INFORMATION PROVIDED:

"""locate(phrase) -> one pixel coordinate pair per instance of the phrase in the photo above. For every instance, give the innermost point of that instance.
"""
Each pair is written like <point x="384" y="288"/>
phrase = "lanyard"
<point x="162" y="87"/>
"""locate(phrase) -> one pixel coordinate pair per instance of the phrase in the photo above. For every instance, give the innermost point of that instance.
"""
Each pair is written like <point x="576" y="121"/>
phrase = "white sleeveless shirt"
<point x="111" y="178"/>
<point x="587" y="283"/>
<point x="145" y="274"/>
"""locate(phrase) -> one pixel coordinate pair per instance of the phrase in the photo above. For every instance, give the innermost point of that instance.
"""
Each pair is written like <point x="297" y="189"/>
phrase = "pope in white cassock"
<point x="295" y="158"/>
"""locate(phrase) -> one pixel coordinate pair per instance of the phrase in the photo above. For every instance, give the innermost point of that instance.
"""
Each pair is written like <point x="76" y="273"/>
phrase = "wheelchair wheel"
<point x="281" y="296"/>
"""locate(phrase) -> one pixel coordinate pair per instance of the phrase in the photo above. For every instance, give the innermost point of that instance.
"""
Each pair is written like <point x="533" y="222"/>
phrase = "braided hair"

WORK ORDER: Word for word, restate the material above.

TASK SOLUTION:
"""locate(phrase) -> one pixel coordinate pair per instance of the phrase in the photo above. For every instance, give the innermost point of that instance.
"""
Each pair is written like <point x="384" y="288"/>
phrase = "lanyard"
<point x="162" y="87"/>
"""locate(phrase) -> one pixel coordinate pair per instance of the phrase in the photo above. For every instance, give the innermost point of that instance.
"""
Each pair is written like <point x="576" y="121"/>
phrase = "white sleeveless shirt"
<point x="111" y="178"/>
<point x="587" y="283"/>
<point x="145" y="274"/>
"""locate(phrase) -> one pixel coordinate pair per instance of the phrase in the photo above. For every instance, give the innermost point of that instance.
"""
Each pair is written like <point x="297" y="189"/>
phrase = "pope in white cassock"
<point x="295" y="158"/>
"""locate(phrase) -> one pixel coordinate pair per instance of the phrase in the photo above. For every instance, give the innermost point of that instance.
"""
Each pair is written like <point x="76" y="273"/>
phrase = "wheelchair wheel"
<point x="281" y="296"/>
"""locate(phrase) -> one pixel coordinate pair per instance of the phrase in the photo above. For every instance, give the innermost point of that instance.
"""
Each pair is written like <point x="533" y="222"/>
phrase = "braided hair"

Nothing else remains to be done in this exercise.